▶ [Activity]: Would you return the entries exactly, with every line intact?

▶ [Information shown]:
○ ○ ○ ○ ○
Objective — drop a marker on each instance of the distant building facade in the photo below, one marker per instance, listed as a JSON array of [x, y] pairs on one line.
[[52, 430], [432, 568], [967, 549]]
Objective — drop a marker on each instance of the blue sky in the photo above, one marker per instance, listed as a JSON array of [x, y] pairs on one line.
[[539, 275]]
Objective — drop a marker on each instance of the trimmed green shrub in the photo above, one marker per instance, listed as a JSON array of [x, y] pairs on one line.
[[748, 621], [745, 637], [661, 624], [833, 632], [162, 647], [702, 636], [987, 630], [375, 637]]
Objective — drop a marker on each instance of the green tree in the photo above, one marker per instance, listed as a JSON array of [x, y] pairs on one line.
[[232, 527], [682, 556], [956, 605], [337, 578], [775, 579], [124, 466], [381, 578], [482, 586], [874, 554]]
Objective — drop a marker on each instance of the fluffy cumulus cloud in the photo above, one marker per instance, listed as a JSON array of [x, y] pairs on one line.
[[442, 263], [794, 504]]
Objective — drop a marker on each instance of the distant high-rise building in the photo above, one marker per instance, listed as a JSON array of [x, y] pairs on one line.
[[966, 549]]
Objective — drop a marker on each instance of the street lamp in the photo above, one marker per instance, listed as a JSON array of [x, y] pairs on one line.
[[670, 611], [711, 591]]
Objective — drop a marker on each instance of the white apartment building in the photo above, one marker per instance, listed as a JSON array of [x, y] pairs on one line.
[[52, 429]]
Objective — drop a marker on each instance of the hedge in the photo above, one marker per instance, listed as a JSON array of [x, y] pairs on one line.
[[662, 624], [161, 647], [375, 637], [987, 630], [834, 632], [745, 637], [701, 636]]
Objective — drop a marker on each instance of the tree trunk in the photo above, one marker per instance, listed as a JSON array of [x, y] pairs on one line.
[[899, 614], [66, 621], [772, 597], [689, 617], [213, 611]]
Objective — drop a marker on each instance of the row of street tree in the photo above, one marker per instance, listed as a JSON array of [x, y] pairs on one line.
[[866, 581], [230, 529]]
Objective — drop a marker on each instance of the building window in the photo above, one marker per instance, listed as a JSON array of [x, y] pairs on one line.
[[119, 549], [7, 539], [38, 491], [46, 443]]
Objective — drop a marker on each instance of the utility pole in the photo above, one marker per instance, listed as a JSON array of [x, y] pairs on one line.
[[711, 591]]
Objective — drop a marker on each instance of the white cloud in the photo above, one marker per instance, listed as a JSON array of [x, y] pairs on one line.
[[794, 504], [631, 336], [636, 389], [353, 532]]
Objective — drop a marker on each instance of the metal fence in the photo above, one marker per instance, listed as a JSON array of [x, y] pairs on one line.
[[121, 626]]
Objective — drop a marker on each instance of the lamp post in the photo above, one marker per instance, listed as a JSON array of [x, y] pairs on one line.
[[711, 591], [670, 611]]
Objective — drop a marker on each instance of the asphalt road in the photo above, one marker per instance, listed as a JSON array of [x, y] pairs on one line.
○ ○ ○ ○ ○
▶ [Exercise solution]:
Objective — drop a marker on each instance of the distant building facade in the photo below, one marker per instance, listed as a JSON array of [x, y] pairs on one line.
[[52, 430], [432, 568], [967, 549]]
Objective — drop a marker on each instance of the blue sky in the photo above, one marker per instance, listed as a JSON array of [x, y] pairs on one line.
[[539, 275]]
Objective — drop a marker on each instance of the trimmed green shrub in the photo above, one marker per instance, listed as a JSON array of [x, y] pairs on one line.
[[748, 621], [745, 637], [661, 624], [833, 632], [162, 647], [702, 636], [987, 630], [375, 637]]
Objective — drop a marker on each instance of the green tree in the photo above, one marker per instance, listed as a JSON array of [x, y] pairs on one line.
[[232, 527], [682, 556], [956, 605], [337, 578], [775, 579], [124, 466], [381, 578], [482, 586], [874, 554]]
Objective — drop a marker on each instance of the fluffy cumulus cloud in the photo above, one marker per instance, listed as a JSON array of [x, y] pairs on one line.
[[442, 263], [794, 504]]
Objective — drop a marker on each instance of the distant high-rise building in the photo above, one marker per instance, listed as a JSON array of [x, y] pairs on one line.
[[966, 549]]
Objective — drop a marker on each instance of the street lamp in the photo above, one marker per instance, listed as a JSON array of [x, y] pairs on one line.
[[670, 611], [711, 591]]
Objective — drop a marker on each instance of the white apartment building in the photo above, one marker per instance, listed as a JSON array of [x, y] pairs on one line.
[[52, 429]]
Objective — drop a marker on each instance of the hedge in the photo above, one marker per instance, listed as a JSON array of [x, y] pairs on one line.
[[662, 624], [161, 647], [375, 637], [987, 630], [834, 632], [745, 637], [701, 636]]
Objective — drop a marker on each instance of the tree trunk in the photo above, one marker per instance, listed as a JSON array of [x, y] pairs on one line.
[[899, 614], [66, 621], [772, 597], [689, 617], [213, 611]]
Objective — drop a marker on each instance of the row of street tree in the photo above, one marker per instance, listed as a JSON array of [x, y] pairs on one line.
[[866, 581], [230, 529]]
Objective — drop a marker on each instance of the building window in the photo above, one marker per instance, listed as a JSON array of [x, y] pairs on one line.
[[119, 549], [7, 539], [38, 491], [46, 443]]
Objective — drop a marker on each instance of the utility pole in the photo above, one marker per instance, listed as a JSON array of [x, y] pairs on one line.
[[711, 591]]
Objective — drop a marker on each instance of the white cloud in the photo above, one marker per instance, listed as a JSON array of [x, y] pairs on one line.
[[794, 504], [631, 336], [636, 389], [353, 532]]
Objective — drop a marker on each instance of the metal fence in the photo above, one marker per instance, listed as a JSON array of [x, y] pairs on one line.
[[121, 626]]
Objective — drop a marker on each instance of the lamp post in the photo above, one marker per instance, listed as a JSON array of [x, y] pairs on one line.
[[711, 591], [670, 611]]
Objective — drop a marker on each instance of the asphalt road in the photo above, one marker per instance, listed as a JSON array of [x, y] pairs on one line.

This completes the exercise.